*Your instructions*
Below are records to write out again, exactly as they read.

*Extracted data*
=== Begin Enclosure ===
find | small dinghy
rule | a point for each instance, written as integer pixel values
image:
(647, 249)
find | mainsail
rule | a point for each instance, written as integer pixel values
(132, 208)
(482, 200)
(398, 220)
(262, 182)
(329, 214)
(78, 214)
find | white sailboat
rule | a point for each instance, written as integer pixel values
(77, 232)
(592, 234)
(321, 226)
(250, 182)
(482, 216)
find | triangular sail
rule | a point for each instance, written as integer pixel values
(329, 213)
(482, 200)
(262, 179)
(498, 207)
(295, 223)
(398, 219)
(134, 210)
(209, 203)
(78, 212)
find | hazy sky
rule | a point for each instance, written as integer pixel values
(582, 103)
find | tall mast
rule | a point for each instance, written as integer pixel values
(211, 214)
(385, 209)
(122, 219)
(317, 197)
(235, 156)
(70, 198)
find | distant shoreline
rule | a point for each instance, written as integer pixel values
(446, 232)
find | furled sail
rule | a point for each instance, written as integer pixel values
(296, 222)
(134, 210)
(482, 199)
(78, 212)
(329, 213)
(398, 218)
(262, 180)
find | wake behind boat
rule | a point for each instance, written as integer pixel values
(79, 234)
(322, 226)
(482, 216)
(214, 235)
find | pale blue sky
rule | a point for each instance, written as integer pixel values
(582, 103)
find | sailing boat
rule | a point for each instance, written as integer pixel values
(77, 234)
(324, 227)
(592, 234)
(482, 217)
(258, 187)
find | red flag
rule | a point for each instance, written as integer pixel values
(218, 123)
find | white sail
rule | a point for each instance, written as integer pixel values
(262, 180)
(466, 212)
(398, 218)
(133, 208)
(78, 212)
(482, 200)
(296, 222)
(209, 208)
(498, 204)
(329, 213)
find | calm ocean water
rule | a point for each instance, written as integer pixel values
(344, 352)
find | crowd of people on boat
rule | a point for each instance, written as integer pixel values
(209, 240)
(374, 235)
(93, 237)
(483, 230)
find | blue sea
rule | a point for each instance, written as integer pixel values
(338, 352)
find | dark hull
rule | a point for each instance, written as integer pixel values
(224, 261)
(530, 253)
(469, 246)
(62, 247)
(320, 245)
=== End Enclosure ===
*Solution for this exercise*
find | small dinghy
rule | a point for each instance, written as integer pixel values
image:
(647, 249)
find | mainsail
rule | a point for each instance, written as integer pixel values
(132, 208)
(482, 200)
(398, 220)
(262, 182)
(329, 214)
(78, 214)
find | white sailboat
rule | a point for each instance, written as integer pixel values
(77, 232)
(592, 234)
(321, 226)
(250, 182)
(482, 216)
find | triangular sail
rule | a point for each instance, written as integer pixel values
(329, 213)
(482, 200)
(262, 179)
(498, 207)
(295, 223)
(398, 219)
(134, 210)
(209, 203)
(78, 212)
find | hazy sky
rule | a point for each instance, written as integer pixel values
(582, 103)
find | tall mast
rule | a point for each instance, written as integer pixel values
(211, 214)
(385, 209)
(122, 219)
(317, 197)
(235, 156)
(70, 198)
find | distant shoreline
rule | a point for each instance, written as integer pixel values
(446, 232)
find | furled sail
rule | a point for each instance, written as integer pixel values
(296, 222)
(134, 210)
(482, 199)
(78, 212)
(329, 213)
(398, 218)
(262, 180)
find | wake behind boat
rule | a point for each instance, written as integer pixel values
(79, 234)
(322, 226)
(482, 216)
(214, 235)
find | pale blue sky
rule | a point for each instance, written as integer pixel values
(582, 103)
find | sailing boat
rule | a point for each instance, written as integer pixel values
(77, 234)
(324, 227)
(592, 234)
(482, 217)
(258, 187)
find | red flag
rule | a point for each instance, written as integer pixel values
(218, 123)
find | white sail
rule | a point for each instance, written as integer pixel values
(262, 180)
(466, 212)
(398, 218)
(133, 208)
(78, 212)
(482, 200)
(296, 222)
(209, 208)
(498, 204)
(329, 213)
find | calm ocean water
rule | a point for each instance, written as integer pixel values
(344, 352)
find | crowd of people on boat
rule | a point for each instance, written as integer pixel values
(209, 240)
(374, 235)
(93, 237)
(483, 230)
find | blue sea
rule | a point for each instance, written as integer pixel values
(338, 352)
find | dark hull
rule | a point for each instance, written as integer pixel values
(224, 261)
(530, 253)
(469, 246)
(62, 247)
(320, 245)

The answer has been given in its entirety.